How many lines in the rows below contain the word "every"? Reply with the number alone.

## Input
**********

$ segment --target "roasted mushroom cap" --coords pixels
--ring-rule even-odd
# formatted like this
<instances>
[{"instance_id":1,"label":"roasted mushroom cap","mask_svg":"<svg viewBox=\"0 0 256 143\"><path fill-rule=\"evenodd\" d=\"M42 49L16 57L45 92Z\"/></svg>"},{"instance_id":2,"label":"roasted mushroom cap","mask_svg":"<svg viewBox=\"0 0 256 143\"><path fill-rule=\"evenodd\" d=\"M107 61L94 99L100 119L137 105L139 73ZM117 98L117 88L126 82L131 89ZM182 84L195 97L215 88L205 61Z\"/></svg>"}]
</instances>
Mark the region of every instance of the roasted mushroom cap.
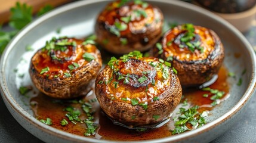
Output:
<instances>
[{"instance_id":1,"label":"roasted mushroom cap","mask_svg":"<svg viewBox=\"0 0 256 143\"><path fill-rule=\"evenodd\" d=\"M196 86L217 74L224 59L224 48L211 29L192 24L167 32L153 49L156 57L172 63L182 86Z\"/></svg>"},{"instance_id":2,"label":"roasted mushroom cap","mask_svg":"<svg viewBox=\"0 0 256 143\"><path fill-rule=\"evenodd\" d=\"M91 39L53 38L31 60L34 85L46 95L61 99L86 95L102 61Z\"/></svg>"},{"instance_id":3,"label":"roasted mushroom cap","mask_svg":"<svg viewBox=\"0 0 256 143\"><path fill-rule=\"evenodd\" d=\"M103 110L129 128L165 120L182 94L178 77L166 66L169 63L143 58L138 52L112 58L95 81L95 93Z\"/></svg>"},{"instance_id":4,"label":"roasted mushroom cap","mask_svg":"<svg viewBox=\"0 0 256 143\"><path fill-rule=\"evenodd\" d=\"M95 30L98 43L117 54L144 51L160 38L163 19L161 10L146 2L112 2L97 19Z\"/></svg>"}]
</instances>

**********

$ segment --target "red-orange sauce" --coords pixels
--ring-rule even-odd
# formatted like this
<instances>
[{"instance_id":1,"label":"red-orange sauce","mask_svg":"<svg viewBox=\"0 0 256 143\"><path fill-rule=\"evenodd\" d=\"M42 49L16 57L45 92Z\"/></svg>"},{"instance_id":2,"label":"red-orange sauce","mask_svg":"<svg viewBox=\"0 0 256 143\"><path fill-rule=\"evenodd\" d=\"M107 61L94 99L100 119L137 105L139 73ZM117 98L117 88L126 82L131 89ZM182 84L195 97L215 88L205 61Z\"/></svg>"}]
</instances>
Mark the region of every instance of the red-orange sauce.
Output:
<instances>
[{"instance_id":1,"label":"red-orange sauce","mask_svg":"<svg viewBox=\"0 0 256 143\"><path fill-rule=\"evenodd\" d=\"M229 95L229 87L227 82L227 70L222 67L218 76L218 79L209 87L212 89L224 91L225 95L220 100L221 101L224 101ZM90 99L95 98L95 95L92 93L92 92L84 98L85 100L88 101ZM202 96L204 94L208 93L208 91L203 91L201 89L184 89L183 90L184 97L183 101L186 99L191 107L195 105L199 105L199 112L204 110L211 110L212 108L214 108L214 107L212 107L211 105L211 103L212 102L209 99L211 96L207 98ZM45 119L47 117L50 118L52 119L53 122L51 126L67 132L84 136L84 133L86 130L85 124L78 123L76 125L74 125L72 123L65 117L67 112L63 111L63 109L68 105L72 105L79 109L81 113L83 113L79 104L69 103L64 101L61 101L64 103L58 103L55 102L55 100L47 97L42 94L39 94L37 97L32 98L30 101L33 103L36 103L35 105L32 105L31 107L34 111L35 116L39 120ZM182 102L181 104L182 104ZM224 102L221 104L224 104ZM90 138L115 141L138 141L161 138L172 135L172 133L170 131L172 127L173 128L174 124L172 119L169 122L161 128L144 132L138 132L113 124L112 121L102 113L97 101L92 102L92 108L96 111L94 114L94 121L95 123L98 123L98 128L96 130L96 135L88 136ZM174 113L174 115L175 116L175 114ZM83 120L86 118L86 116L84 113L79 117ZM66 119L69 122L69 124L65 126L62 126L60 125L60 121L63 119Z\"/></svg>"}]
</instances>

**********

## Response
2